▸ Objective:
Write out the lines from the one containing "power line -> masks, each instance" through the end of the records, reproducing them with no changes.

Dataset excerpt
┌──
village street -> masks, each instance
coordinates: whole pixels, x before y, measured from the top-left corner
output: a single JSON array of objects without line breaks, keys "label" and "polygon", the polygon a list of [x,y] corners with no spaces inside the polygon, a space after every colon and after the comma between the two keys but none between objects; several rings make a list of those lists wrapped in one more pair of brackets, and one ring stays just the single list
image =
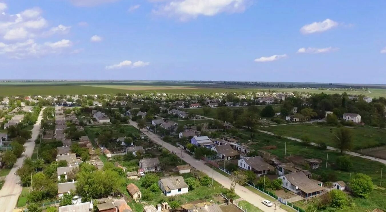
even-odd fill
[{"label": "village street", "polygon": [[40,130],[42,114],[44,107],[42,109],[37,118],[37,121],[34,125],[32,129],[32,138],[24,145],[25,151],[22,156],[17,159],[8,175],[5,178],[5,181],[0,190],[0,212],[10,212],[14,211],[19,196],[22,193],[22,188],[20,185],[20,178],[15,174],[17,169],[23,165],[23,161],[26,157],[31,157],[35,148],[35,140],[37,138]]},{"label": "village street", "polygon": [[[136,122],[133,122],[131,120],[129,120],[129,122],[130,124],[138,129],[137,127]],[[222,185],[224,187],[228,189],[230,188],[231,181],[229,178],[218,173],[217,171],[214,171],[213,169],[205,165],[203,162],[197,160],[183,151],[181,151],[181,149],[164,142],[158,136],[148,131],[147,129],[142,129],[141,131],[146,136],[148,136],[152,141],[162,145],[171,152],[175,153],[178,156],[182,158],[182,159],[188,163],[190,164],[191,166],[194,167],[197,170],[208,175],[210,177],[213,178],[215,180],[216,180]],[[236,193],[240,196],[240,197],[244,199],[248,202],[258,207],[264,211],[267,212],[273,212],[275,211],[275,207],[268,207],[263,205],[261,202],[265,199],[250,191],[246,188],[237,185],[236,186],[235,190]],[[285,211],[285,210],[280,208],[279,207],[279,205],[278,205],[278,207],[276,207],[276,211]]]}]

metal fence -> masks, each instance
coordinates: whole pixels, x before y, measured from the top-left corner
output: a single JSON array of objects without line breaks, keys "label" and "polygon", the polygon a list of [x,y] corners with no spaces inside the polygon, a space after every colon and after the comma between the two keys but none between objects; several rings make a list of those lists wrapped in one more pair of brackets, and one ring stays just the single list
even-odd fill
[{"label": "metal fence", "polygon": [[[228,174],[228,175],[230,175],[231,174],[230,172],[228,171],[227,170],[223,168],[219,168],[219,169],[221,171]],[[287,201],[284,200],[283,198],[281,198],[278,197],[276,195],[275,195],[275,194],[273,192],[270,192],[269,191],[267,190],[265,190],[264,189],[264,188],[261,188],[259,186],[256,186],[254,184],[254,183],[253,183],[253,182],[250,182],[249,183],[247,183],[247,184],[248,184],[249,186],[252,187],[252,188],[254,188],[257,190],[258,191],[261,192],[263,193],[266,195],[267,195],[270,197],[271,197],[274,198],[275,199],[277,200],[279,202],[285,205],[288,205],[290,207],[296,210],[297,211],[299,211],[300,212],[305,212],[305,210],[303,209],[301,209],[296,205],[294,205],[293,204],[290,202],[288,202]]]}]

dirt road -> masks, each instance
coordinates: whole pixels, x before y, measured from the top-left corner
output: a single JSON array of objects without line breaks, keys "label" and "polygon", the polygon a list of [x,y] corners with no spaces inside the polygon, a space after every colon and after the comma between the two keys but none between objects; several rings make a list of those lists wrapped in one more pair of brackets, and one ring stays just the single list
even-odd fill
[{"label": "dirt road", "polygon": [[[130,120],[129,121],[129,123],[133,126],[137,127],[137,122]],[[181,158],[186,163],[196,168],[197,170],[206,173],[210,177],[212,177],[215,180],[218,182],[224,187],[228,189],[230,188],[230,179],[229,178],[217,171],[213,171],[212,168],[205,165],[202,161],[196,160],[183,151],[181,152],[181,149],[164,142],[159,136],[154,134],[152,132],[145,129],[142,129],[141,131],[149,136],[152,141],[163,146],[164,147],[171,152],[173,151],[175,153],[177,156]],[[265,199],[264,198],[250,191],[246,188],[238,185],[236,186],[235,192],[240,197],[263,211],[267,212],[274,212],[274,207],[268,207],[261,203],[261,202]],[[277,212],[284,212],[285,210],[279,207],[276,207],[276,211]]]},{"label": "dirt road", "polygon": [[37,138],[42,120],[42,114],[44,108],[42,109],[37,118],[37,121],[32,129],[32,138],[24,144],[25,151],[22,156],[18,159],[9,174],[5,178],[5,182],[0,190],[0,212],[11,212],[14,211],[19,196],[22,193],[22,187],[20,184],[20,178],[15,175],[17,169],[23,165],[23,161],[26,157],[30,157],[34,152],[35,140]]}]

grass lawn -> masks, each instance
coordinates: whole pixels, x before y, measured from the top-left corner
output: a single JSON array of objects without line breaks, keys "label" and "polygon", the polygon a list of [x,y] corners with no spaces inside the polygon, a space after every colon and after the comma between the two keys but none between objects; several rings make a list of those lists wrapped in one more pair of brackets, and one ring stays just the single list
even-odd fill
[{"label": "grass lawn", "polygon": [[213,121],[210,119],[196,119],[195,120],[182,120],[181,121],[175,120],[178,124],[185,125],[186,124],[199,124],[204,123],[209,123]]},{"label": "grass lawn", "polygon": [[[267,107],[268,105],[256,105],[256,107],[258,107],[260,110],[262,110],[264,107]],[[279,112],[280,110],[281,109],[282,105],[272,105],[272,107],[275,110],[276,112]],[[247,109],[248,108],[251,106],[243,106],[243,107],[228,107],[231,110],[236,110],[237,109]],[[218,109],[218,107],[214,107],[210,109],[210,111],[209,113],[205,115],[205,116],[207,117],[209,117],[209,118],[216,118],[217,115],[217,110]],[[182,109],[181,110],[183,110],[184,111],[186,111],[188,113],[194,113],[196,115],[204,115],[204,111],[202,108],[195,108],[194,109]]]},{"label": "grass lawn", "polygon": [[[301,139],[303,136],[310,138],[312,142],[324,141],[328,146],[334,146],[334,133],[338,128],[318,125],[317,124],[298,124],[282,126],[274,126],[262,128],[275,134]],[[332,133],[330,132],[332,130]],[[386,144],[386,129],[366,127],[357,127],[351,131],[356,149],[365,149],[380,144]]]},{"label": "grass lawn", "polygon": [[9,172],[11,171],[11,169],[8,169],[7,168],[3,168],[0,170],[0,177],[5,176],[8,175],[9,173]]},{"label": "grass lawn", "polygon": [[263,211],[259,209],[259,208],[245,200],[240,201],[237,203],[238,204],[238,205],[239,207],[242,208],[244,210],[247,209],[247,211],[256,211],[256,212],[260,212],[261,211],[262,212]]},{"label": "grass lawn", "polygon": [[17,207],[21,207],[25,206],[27,204],[27,196],[29,192],[29,188],[27,187],[23,187],[23,190],[22,190],[22,193],[19,197],[19,199],[17,200]]}]

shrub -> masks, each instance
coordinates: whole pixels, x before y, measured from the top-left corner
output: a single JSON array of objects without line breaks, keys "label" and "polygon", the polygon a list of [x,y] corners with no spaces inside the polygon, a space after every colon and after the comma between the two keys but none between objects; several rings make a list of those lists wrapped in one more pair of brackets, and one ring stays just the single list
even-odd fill
[{"label": "shrub", "polygon": [[362,173],[353,176],[350,180],[349,185],[355,195],[366,198],[369,197],[369,194],[374,188],[370,176]]},{"label": "shrub", "polygon": [[348,156],[340,156],[337,158],[337,166],[339,169],[347,171],[352,168],[352,162]]}]

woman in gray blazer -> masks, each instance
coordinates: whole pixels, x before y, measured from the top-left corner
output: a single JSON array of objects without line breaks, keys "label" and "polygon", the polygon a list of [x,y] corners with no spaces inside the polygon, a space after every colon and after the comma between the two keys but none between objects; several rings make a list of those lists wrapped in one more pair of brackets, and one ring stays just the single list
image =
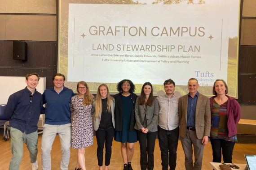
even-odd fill
[{"label": "woman in gray blazer", "polygon": [[152,85],[149,82],[146,82],[135,104],[135,128],[138,130],[141,170],[146,170],[147,167],[149,170],[154,169],[154,151],[159,112],[158,102],[153,96]]},{"label": "woman in gray blazer", "polygon": [[112,142],[115,134],[115,100],[110,96],[107,86],[104,84],[98,88],[93,103],[92,113],[95,114],[94,129],[97,140],[97,158],[99,170],[102,170],[103,149],[106,142],[105,167],[108,170],[112,153]]}]

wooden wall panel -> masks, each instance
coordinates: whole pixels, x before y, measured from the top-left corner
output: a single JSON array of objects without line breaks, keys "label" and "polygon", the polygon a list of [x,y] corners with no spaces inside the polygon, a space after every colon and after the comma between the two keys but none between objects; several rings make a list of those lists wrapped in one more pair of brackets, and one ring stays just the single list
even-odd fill
[{"label": "wooden wall panel", "polygon": [[242,18],[240,45],[256,46],[255,30],[256,30],[256,18]]},{"label": "wooden wall panel", "polygon": [[256,46],[240,46],[239,54],[239,73],[256,74]]},{"label": "wooden wall panel", "polygon": [[0,41],[0,76],[25,76],[35,72],[46,77],[46,87],[53,85],[52,78],[57,72],[56,42],[27,42],[27,61],[13,59],[13,41]]},{"label": "wooden wall panel", "polygon": [[5,25],[5,28],[4,34],[1,36],[2,34],[0,34],[0,39],[57,41],[56,17],[53,15],[1,15],[0,26]]},{"label": "wooden wall panel", "polygon": [[256,75],[239,75],[238,78],[239,102],[256,105]]},{"label": "wooden wall panel", "polygon": [[256,0],[243,0],[243,17],[256,17]]},{"label": "wooden wall panel", "polygon": [[[241,119],[256,120],[256,105],[241,106]],[[256,128],[256,126],[255,126]],[[256,130],[256,129],[255,129]]]},{"label": "wooden wall panel", "polygon": [[0,13],[56,13],[54,0],[0,0]]},{"label": "wooden wall panel", "polygon": [[0,39],[5,39],[5,21],[6,17],[0,15]]}]

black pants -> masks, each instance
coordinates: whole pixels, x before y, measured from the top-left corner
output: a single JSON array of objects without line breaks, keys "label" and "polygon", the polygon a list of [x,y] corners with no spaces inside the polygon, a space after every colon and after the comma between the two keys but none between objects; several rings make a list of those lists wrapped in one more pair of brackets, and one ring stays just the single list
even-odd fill
[{"label": "black pants", "polygon": [[211,139],[212,149],[213,162],[221,162],[221,149],[223,161],[225,163],[232,163],[232,153],[235,142],[231,142],[223,139]]},{"label": "black pants", "polygon": [[96,131],[97,139],[97,157],[98,165],[102,166],[103,162],[103,149],[106,141],[105,165],[108,166],[110,164],[110,159],[112,153],[112,142],[115,134],[115,129],[113,128],[107,130],[98,130]]},{"label": "black pants", "polygon": [[138,131],[138,138],[141,149],[141,170],[146,170],[147,167],[148,170],[153,170],[154,169],[154,151],[156,134],[156,132],[144,133]]},{"label": "black pants", "polygon": [[178,127],[171,131],[164,130],[159,126],[158,128],[162,170],[168,170],[169,164],[170,170],[174,170],[176,167],[179,128]]}]

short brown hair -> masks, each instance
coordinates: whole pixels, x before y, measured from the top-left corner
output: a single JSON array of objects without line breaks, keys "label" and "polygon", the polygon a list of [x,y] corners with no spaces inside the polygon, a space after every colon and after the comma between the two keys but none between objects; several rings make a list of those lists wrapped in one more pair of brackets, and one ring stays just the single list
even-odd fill
[{"label": "short brown hair", "polygon": [[40,77],[39,77],[39,75],[36,72],[31,72],[30,73],[26,74],[26,80],[27,80],[27,79],[28,78],[29,76],[33,75],[36,76],[37,77],[37,78],[38,79],[38,81],[39,81]]},{"label": "short brown hair", "polygon": [[228,85],[227,85],[227,83],[226,83],[226,82],[225,81],[225,80],[223,80],[223,79],[217,79],[215,81],[215,82],[214,82],[214,84],[213,84],[213,87],[212,88],[212,94],[213,94],[213,95],[215,95],[215,96],[217,95],[217,93],[216,93],[216,92],[215,91],[215,84],[216,83],[216,82],[217,81],[222,81],[223,82],[223,83],[224,83],[224,85],[225,85],[225,87],[226,87],[226,90],[225,91],[225,94],[228,94]]},{"label": "short brown hair", "polygon": [[62,77],[63,77],[64,81],[66,80],[66,77],[65,77],[65,76],[63,74],[58,73],[56,73],[53,75],[53,81],[54,80],[54,79],[55,78],[55,77],[56,76],[62,76]]},{"label": "short brown hair", "polygon": [[174,81],[173,81],[172,80],[169,79],[164,81],[163,82],[163,85],[170,85],[171,84],[173,84],[173,86],[175,87],[175,83],[174,83]]},{"label": "short brown hair", "polygon": [[190,78],[190,80],[189,80],[189,82],[190,81],[193,81],[193,80],[196,81],[197,82],[197,84],[198,84],[198,81],[197,79],[196,79],[195,78]]}]

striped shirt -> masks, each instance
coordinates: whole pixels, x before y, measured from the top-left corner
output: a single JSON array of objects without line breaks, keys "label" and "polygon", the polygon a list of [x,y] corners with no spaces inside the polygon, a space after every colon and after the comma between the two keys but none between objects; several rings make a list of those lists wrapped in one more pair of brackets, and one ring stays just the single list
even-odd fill
[{"label": "striped shirt", "polygon": [[171,131],[179,126],[179,98],[174,94],[172,98],[164,95],[156,98],[159,108],[158,125],[162,129]]}]

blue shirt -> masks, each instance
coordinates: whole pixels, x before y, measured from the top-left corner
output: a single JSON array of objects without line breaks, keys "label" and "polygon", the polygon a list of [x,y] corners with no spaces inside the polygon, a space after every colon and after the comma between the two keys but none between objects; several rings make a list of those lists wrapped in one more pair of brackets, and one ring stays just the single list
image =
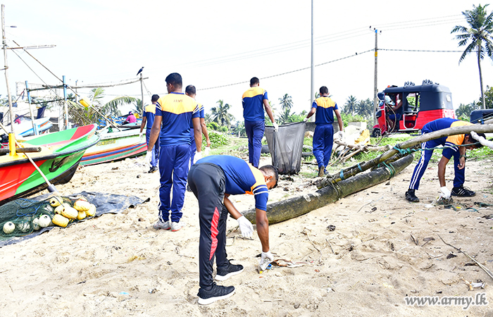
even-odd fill
[{"label": "blue shirt", "polygon": [[171,92],[158,99],[156,116],[162,117],[160,145],[190,145],[190,121],[199,118],[196,101],[181,92]]},{"label": "blue shirt", "polygon": [[255,86],[243,94],[243,118],[247,121],[263,121],[263,100],[268,100],[267,92]]},{"label": "blue shirt", "polygon": [[339,109],[337,104],[327,97],[321,97],[313,100],[312,108],[317,112],[315,113],[315,124],[332,124],[334,122],[334,111]]},{"label": "blue shirt", "polygon": [[249,194],[255,197],[255,208],[266,211],[268,189],[262,172],[237,157],[229,155],[210,155],[197,161],[196,164],[211,163],[217,165],[226,178],[225,192],[230,195]]}]

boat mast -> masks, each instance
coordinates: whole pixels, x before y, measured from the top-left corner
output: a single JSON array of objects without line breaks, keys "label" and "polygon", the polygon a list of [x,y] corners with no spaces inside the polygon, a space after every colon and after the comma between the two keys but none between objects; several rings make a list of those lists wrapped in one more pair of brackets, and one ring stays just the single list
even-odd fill
[{"label": "boat mast", "polygon": [[13,111],[12,110],[12,96],[11,95],[11,89],[8,86],[8,74],[7,70],[7,41],[5,38],[5,5],[1,5],[1,39],[4,49],[4,61],[5,71],[5,83],[7,85],[7,94],[8,96],[8,112],[11,115],[11,132],[8,133],[8,149],[10,150],[11,156],[15,155],[15,135],[13,132]]}]

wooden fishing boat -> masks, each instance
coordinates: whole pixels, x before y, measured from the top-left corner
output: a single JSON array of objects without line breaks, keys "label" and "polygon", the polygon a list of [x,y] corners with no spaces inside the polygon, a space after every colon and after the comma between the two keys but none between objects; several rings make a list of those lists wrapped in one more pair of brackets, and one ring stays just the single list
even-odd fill
[{"label": "wooden fishing boat", "polygon": [[125,125],[118,128],[105,127],[98,130],[96,133],[101,136],[101,139],[87,149],[80,165],[108,163],[145,154],[147,151],[145,130],[142,137],[139,137],[139,128],[140,125]]},{"label": "wooden fishing boat", "polygon": [[[52,185],[70,180],[86,149],[99,141],[96,125],[89,125],[41,135],[24,141],[24,148],[37,149],[27,153]],[[16,148],[9,155],[8,146],[0,149],[0,205],[46,189],[48,185],[27,157]]]}]

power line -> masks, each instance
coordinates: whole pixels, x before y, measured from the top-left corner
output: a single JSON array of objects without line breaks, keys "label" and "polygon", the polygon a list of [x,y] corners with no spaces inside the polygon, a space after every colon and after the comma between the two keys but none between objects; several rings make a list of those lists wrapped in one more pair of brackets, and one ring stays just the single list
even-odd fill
└──
▸ Task solution:
power line -> masks, each instance
coordinates: whole pixels, x before y, measured from the top-left corner
output: a single JSON array of objects without line breaks, keys "label" and "polygon", the polygon a list of [x,y] corners with no spaces inside the polygon, a space after every colon and after the comma between the two keys but none between objects; several rings make a list of those lists wrapped in one more pair of brackets, and one ring stays just the single list
even-odd fill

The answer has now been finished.